══ Task inputs

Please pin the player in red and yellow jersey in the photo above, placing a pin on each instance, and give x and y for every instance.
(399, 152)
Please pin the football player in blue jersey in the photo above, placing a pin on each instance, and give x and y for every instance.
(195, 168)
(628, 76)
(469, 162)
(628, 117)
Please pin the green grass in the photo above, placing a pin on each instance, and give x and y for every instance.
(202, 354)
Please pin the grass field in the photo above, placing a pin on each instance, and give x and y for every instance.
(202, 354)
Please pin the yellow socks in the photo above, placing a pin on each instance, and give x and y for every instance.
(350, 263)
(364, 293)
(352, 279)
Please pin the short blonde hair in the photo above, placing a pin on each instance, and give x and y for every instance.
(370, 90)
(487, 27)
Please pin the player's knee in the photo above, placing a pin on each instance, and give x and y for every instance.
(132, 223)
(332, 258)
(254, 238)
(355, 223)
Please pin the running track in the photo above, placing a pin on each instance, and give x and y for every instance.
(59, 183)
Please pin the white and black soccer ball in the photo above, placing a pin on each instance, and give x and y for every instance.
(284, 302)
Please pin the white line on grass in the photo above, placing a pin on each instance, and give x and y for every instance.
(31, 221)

════

Exercise goal ::
Reproduce the listing above in full, requests included. In each answer, multiply every x and y coordinate by 2.05 and round to the nearest whole number, rounding halves up; leave the requests unchanged.

The completed task ::
Please pin the player in red and yellow jersey in the photo above, placing a pin on each instance, and give x and y for every instance.
(818, 312)
Please pin the football player in blue jersey in the photo above, placing a pin on each instance, and give x and y for every instance.
(400, 344)
(1287, 156)
(961, 332)
(1287, 240)
Please pin the green grass in the photo above, placing a pin on each instance, and give x and y for every instance.
(414, 726)
Please pin the grass field in the photo above, placing a pin on each instance, and give x and y for every instance.
(414, 726)
Please pin the yellow socks in the photo above, placing a pin on each instance, and give x and y for every instance.
(718, 539)
(746, 601)
(722, 572)
Please pin the short blonde hair in the photo above, placing a pin on each instance, and give x and y for every instance.
(759, 185)
(998, 55)
Please pin the player's knee in the photo above, placing a pin on each instance, and give x and y for every instance.
(271, 457)
(681, 529)
(521, 488)
(728, 457)
Please pin the running track in the photo above, placing a pin on each instance, and give x and y for every instance.
(121, 375)
Please pin the white and black soccer ball in the photo above, placing a pin on each instance, and give x and y for every instance.
(582, 619)
Please pin the white line on grass in the photo above, placing a pin on each instance, and give x and y for every instance.
(64, 453)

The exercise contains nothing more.